* _DOCUMENT SEGMENT_:
######

Reasons for moving from VBA to VSTO

The following reasons explain what a developer gains when moving from a VBA environment to VSTO environment. There are many benefits when you migrate from VBA to Visual Studio 2005 Tools for Office, but for simplicity only the top benefits are listed below.

  • Improved development productivity: One reason to migrate from VBA to Visual Studio 2005 Tools for Office is to gain access to the integrated development environment between Visual Studio 2005 Tools for Office and Microsoft Visual Studio 2005. Visual Studio is one of the richest and most sophisticated development environments available, increasing coding and testing productivity. Although Visual Studio 6.0 also has one of the best debugging tools in the world, it is not enough to solve all issues related to the runtime environment of VBA. For example, it is hard to debug the environment when they run as a standalone application. Also, the famous DLL Hell at the client's place makes it hard to pinpoint the cause of the error.
  • Improved security model: Back in the days of COM, there was not much reason to fear for security and worries about malicious code written by developers. Most applications could be trusted by the users and they didn't pose security risks to the environment in which users ran their applications. Also, the VBA applications/components ran with full trust; this meant that they had access to the user's file system, on which the application ran. Therefore, the application could do lot of things without the user's knowledge. With the advent of the Internet, things changed a lot and users had to be cautious before running applications from external sources on their computers. Applications written in VSTO benefit from the security model built into the common language runtime (CLR) because they run in a trusted domain and cannot access the file system of the user.

######

* _WORKING DATA_:
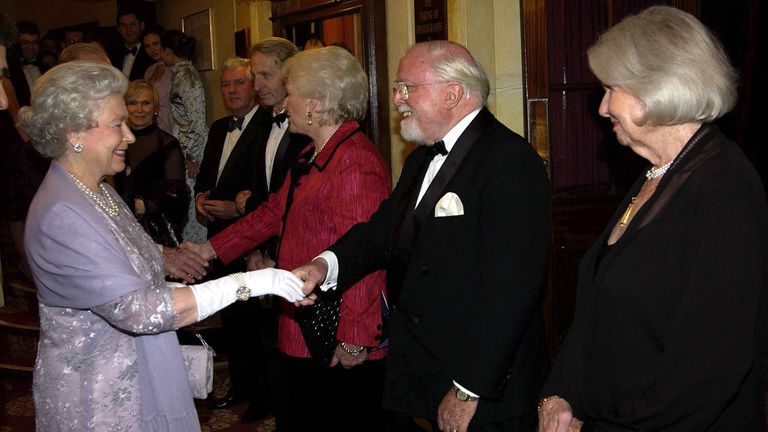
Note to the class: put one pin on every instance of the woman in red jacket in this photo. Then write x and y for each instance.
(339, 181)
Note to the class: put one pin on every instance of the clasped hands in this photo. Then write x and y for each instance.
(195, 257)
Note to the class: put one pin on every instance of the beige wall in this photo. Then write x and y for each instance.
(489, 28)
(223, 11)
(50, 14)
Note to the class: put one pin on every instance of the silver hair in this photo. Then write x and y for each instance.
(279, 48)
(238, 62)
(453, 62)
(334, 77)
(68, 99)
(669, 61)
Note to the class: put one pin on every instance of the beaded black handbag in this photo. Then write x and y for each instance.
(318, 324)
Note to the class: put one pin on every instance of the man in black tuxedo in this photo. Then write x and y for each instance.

######

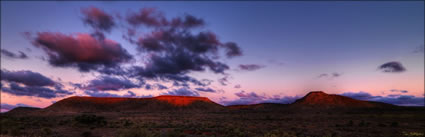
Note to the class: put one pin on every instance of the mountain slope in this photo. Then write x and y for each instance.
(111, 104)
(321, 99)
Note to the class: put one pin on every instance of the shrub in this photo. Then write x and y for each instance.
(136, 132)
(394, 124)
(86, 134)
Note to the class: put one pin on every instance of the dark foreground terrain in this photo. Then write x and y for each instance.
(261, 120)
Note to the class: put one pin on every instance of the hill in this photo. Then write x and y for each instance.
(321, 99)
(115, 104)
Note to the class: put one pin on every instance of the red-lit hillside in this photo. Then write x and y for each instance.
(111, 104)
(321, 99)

######

* _TASKS TO CARRY OUT_:
1. Display each line of the records above that contains the word "black".
2. Proceed with the text on moving from VBA to VSTO, starting after its final sentence.

* _RESULTS BY TASK_:
1.
Note to the class: put one pin on every instance of the beaded black handbag in this photo. Then write x and y for each instance.
Note to the class: put one pin on every instance of the man in black tuxedo in this photo. Then write x and y for each instance.

2.
  • Easier deployment and versioning: Because one of the primary benefits of the CLR is "no more DLL Hell," this means that the user can create multiple versions of the same application and run them on the client side without having to worry about conflicts and the like. Managed solutions allow more flexible deployment options and simplified deployment and updates.
  • Added functionality from the.NET Framework: Because VBA is built on the Visual Basic language and Visual Basic 6.0 and earlier didn't support OOPS, this meant that inheritance and reusability couldn't be implemented. The developer had to write all the functionalities over and over, thereby bloating the size of the application. Having access to the Base Class Libraries of the CLR allows you to use its new features such as XML readers, ADO.NET, and simplified consumption of Web services.
  • Improved code reuse: Because Visual Basic .NET is a fully object-oriented language, this facilitates code reuse and hence can be used to build the building blocks for reuse in other applications.
  • Easier integration: The.NET Framework facilitates integration with other applications using Web services.